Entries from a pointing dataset
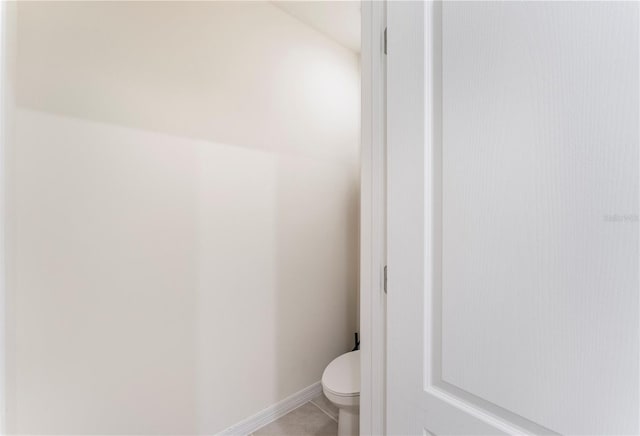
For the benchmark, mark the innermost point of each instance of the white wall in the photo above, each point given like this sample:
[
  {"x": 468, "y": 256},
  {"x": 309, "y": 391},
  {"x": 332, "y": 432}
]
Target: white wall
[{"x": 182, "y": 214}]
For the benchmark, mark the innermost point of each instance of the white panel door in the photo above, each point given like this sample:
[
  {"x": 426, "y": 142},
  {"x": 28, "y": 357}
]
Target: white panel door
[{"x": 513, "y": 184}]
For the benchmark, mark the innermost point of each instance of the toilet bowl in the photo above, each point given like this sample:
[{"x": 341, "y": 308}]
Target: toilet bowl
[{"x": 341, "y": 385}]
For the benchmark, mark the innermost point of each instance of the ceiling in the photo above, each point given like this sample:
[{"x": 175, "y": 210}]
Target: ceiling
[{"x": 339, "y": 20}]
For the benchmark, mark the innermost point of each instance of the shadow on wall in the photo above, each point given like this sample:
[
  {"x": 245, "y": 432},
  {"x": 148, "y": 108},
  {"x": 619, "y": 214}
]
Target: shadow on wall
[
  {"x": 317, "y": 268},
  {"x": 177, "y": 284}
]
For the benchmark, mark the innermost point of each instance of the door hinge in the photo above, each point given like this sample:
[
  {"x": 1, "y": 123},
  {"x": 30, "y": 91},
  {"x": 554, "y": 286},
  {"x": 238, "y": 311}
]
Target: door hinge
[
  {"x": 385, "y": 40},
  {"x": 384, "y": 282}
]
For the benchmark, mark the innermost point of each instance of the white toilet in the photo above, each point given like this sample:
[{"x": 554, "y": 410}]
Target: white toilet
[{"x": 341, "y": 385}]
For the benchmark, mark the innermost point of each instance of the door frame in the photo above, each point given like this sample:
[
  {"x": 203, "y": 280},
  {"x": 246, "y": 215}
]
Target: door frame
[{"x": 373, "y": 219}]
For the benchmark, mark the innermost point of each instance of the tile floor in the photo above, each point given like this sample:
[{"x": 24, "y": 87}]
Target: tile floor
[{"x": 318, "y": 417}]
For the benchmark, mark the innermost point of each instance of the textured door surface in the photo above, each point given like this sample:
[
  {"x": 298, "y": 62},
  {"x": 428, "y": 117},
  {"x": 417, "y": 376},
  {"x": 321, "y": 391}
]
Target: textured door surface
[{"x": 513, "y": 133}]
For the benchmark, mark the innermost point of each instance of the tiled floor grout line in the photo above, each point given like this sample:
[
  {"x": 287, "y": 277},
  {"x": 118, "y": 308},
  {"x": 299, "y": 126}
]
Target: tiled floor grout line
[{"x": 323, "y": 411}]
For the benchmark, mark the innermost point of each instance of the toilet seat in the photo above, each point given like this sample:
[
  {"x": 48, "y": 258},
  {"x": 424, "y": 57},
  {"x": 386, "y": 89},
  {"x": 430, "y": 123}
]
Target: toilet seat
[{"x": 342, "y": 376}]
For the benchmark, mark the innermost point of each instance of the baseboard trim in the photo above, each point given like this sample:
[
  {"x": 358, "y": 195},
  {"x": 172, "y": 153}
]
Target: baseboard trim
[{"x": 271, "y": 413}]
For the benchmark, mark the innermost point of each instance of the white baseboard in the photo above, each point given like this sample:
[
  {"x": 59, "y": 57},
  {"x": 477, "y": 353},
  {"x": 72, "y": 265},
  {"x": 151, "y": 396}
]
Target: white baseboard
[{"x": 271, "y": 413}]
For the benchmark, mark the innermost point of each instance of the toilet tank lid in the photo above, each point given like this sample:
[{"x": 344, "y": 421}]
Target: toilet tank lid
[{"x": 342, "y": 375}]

---

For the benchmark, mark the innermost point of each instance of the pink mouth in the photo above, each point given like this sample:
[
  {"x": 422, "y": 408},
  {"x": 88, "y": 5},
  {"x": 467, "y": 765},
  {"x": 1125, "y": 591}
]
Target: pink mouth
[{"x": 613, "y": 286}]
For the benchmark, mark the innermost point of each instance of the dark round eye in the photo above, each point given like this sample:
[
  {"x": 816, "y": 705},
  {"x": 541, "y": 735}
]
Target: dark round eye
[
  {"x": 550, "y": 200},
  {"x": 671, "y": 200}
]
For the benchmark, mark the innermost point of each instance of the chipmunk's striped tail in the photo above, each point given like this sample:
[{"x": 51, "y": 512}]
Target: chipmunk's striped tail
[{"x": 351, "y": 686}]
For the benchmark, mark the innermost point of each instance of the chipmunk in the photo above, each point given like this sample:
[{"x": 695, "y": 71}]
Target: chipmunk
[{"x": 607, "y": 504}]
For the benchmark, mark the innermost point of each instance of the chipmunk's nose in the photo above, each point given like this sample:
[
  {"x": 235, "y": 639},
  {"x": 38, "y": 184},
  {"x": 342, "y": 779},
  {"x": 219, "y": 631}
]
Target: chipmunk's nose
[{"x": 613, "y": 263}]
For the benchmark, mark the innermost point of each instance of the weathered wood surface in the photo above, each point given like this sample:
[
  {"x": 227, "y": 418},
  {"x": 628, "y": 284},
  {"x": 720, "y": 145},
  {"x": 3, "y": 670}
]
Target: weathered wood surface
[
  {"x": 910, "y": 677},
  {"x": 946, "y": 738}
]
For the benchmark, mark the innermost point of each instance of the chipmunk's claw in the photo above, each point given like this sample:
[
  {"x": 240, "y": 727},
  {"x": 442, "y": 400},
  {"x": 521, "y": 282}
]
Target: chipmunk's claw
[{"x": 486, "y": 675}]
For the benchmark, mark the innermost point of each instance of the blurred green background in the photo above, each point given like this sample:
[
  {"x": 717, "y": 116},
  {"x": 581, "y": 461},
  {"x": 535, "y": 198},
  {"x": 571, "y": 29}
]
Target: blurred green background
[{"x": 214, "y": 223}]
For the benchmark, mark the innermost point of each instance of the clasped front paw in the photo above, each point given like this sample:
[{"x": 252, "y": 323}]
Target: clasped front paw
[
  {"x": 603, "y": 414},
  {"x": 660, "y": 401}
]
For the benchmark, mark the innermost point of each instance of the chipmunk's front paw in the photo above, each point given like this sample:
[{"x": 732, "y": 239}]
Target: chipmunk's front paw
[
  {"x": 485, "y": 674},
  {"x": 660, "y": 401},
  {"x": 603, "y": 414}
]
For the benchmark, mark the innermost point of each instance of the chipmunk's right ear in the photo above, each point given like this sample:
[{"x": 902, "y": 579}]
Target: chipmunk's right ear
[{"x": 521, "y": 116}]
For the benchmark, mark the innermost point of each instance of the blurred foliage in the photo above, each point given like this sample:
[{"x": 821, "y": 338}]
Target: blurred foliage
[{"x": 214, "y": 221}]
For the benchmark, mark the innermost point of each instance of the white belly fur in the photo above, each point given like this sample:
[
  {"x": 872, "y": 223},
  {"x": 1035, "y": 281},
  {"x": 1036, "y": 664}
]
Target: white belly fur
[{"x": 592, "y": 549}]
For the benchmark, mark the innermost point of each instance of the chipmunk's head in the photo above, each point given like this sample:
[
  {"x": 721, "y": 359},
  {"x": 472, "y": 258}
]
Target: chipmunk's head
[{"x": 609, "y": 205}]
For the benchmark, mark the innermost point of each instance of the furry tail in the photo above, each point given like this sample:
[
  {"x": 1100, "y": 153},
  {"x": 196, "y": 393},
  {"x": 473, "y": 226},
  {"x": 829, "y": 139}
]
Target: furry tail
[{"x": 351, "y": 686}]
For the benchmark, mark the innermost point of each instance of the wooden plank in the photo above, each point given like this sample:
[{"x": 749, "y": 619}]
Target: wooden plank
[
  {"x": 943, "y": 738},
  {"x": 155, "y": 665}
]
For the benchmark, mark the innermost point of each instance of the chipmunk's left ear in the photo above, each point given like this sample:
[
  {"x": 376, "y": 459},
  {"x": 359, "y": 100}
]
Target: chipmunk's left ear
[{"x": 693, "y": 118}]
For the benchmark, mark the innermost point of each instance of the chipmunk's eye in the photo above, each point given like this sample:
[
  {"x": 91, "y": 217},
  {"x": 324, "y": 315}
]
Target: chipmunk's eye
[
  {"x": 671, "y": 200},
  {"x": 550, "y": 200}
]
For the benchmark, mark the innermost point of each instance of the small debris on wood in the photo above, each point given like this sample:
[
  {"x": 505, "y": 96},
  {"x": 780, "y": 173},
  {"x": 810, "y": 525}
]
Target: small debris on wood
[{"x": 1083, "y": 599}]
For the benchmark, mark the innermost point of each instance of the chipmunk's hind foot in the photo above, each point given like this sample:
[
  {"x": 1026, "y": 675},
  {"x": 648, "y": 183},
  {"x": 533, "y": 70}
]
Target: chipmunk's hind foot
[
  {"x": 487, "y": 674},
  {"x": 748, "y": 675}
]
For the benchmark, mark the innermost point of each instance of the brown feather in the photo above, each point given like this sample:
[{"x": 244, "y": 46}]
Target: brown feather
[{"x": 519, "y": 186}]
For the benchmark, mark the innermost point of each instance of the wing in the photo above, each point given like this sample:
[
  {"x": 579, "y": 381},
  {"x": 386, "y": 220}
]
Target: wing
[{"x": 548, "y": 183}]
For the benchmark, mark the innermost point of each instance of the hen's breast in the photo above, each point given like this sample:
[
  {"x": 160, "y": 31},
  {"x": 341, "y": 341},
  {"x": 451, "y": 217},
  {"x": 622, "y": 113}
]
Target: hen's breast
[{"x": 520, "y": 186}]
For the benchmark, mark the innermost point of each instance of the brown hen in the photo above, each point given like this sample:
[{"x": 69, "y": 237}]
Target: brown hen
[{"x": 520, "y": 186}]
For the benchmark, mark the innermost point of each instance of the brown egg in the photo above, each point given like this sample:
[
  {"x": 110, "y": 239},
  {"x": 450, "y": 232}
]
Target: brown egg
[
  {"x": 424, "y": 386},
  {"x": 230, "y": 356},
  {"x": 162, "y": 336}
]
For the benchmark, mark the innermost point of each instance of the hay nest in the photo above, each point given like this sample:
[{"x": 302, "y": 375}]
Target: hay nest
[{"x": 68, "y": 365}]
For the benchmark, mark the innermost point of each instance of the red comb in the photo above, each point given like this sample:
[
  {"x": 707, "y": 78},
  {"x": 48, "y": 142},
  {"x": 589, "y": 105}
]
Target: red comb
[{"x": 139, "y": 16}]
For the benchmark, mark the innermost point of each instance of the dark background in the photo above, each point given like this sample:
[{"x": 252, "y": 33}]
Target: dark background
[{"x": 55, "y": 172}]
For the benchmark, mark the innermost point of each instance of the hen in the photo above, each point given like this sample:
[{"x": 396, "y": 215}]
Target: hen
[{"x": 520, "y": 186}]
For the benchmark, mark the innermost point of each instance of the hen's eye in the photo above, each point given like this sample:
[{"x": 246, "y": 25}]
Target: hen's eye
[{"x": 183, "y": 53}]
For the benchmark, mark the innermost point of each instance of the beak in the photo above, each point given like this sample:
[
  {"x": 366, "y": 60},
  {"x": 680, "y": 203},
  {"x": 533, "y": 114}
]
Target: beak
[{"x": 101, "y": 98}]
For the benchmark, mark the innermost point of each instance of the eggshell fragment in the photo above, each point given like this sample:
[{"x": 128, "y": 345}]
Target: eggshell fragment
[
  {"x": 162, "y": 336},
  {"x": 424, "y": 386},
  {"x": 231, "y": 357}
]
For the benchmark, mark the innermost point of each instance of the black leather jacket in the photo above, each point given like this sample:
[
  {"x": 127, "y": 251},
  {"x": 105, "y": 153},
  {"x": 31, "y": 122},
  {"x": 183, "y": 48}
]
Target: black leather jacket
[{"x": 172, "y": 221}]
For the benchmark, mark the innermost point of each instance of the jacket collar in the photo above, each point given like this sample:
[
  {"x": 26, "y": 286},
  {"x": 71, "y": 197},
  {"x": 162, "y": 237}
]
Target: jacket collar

==

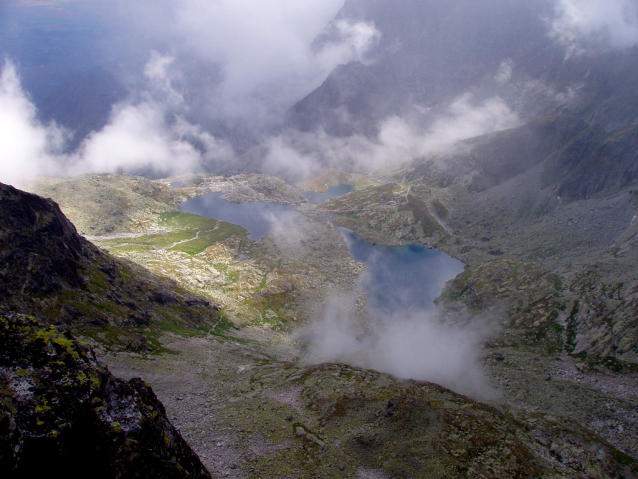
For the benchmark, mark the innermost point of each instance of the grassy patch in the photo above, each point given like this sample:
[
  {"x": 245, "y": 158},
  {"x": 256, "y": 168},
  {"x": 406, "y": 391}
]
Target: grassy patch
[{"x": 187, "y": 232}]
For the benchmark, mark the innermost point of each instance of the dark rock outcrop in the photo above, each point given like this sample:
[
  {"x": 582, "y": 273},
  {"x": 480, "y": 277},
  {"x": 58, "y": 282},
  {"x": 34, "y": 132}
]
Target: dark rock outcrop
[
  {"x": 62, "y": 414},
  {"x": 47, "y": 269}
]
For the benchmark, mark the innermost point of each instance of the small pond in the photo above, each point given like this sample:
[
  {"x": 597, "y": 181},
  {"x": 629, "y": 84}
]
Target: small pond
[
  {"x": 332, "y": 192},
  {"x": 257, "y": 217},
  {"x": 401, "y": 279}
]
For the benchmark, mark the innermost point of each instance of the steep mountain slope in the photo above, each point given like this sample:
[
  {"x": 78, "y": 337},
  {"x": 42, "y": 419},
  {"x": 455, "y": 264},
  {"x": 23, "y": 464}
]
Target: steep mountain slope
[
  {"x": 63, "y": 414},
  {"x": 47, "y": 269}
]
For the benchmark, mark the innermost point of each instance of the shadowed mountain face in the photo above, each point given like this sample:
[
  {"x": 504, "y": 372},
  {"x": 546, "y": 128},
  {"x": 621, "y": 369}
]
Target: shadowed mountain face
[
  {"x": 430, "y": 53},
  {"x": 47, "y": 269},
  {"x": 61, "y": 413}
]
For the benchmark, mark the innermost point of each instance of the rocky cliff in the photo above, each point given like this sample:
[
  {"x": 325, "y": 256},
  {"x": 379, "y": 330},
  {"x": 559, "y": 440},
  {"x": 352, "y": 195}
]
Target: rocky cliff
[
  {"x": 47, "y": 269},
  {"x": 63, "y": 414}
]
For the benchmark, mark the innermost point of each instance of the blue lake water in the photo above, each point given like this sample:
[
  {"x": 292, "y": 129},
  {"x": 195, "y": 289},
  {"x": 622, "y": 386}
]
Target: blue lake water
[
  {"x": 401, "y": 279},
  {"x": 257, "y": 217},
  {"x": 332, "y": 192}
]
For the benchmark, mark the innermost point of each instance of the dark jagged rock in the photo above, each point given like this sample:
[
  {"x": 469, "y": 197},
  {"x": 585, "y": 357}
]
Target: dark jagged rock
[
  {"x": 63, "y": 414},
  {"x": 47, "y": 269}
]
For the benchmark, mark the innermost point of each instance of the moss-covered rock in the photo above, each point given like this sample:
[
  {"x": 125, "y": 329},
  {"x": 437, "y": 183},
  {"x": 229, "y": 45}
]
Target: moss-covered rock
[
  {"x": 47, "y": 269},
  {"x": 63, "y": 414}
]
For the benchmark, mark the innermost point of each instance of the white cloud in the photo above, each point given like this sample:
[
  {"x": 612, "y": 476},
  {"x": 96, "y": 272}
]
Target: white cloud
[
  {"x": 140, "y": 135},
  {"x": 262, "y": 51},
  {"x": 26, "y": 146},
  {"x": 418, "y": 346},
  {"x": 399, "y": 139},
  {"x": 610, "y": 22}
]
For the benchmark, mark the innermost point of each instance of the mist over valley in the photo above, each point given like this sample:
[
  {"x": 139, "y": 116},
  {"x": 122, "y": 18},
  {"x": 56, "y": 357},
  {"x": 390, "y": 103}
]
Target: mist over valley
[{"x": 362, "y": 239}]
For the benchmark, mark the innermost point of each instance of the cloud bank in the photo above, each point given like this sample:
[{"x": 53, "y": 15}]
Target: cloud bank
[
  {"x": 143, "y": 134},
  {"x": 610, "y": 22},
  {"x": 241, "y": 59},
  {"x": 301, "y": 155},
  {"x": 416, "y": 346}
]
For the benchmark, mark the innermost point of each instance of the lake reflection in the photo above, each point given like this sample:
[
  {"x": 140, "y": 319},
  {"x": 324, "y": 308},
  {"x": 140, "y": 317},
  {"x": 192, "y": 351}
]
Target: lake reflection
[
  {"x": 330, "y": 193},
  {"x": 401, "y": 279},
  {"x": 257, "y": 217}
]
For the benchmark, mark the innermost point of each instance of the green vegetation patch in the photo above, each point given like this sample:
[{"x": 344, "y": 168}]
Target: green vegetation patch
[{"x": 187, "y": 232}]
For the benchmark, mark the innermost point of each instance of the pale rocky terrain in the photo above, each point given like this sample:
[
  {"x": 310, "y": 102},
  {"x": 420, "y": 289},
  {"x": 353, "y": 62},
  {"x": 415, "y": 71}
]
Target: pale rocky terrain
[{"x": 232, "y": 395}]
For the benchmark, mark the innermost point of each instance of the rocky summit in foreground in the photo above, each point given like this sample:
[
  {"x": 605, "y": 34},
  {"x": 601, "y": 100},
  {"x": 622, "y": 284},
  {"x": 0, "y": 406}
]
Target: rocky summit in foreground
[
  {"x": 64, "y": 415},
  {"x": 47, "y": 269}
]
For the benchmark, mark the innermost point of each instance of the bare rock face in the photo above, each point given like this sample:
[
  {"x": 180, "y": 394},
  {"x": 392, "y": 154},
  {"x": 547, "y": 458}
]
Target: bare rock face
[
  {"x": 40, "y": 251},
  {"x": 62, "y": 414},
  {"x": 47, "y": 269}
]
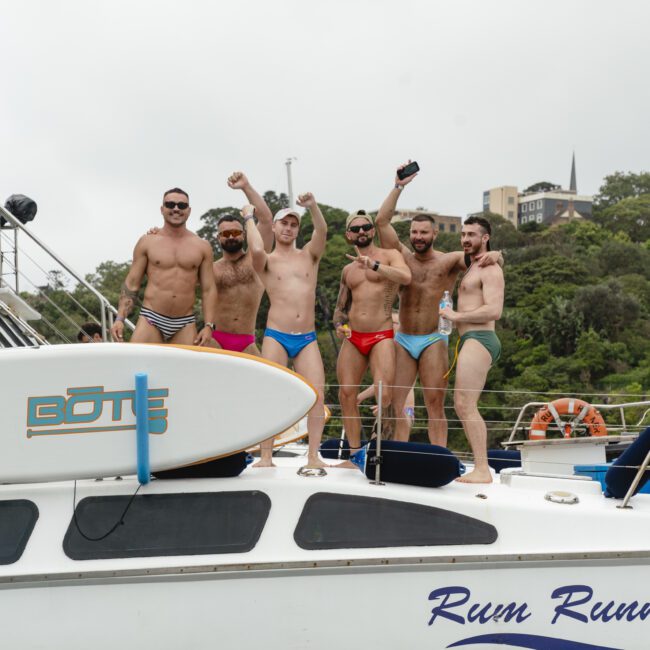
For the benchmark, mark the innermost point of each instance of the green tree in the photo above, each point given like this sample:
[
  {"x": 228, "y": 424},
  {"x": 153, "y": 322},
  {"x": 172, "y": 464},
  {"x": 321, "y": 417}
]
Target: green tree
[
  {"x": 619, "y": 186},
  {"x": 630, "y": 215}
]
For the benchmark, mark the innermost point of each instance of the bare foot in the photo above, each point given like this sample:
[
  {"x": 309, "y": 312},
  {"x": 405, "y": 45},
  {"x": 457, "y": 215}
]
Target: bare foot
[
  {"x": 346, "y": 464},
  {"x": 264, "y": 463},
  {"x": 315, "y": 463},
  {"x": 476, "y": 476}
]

• Exercise objective: Pick out every line of the entries above that contains the string "outcrop", treating case as significant.

• Problem solution:
For the benchmark, mark the innermost point of each instance of the dark rock outcrop in the photo above, each point given like this sample:
Target: dark rock outcrop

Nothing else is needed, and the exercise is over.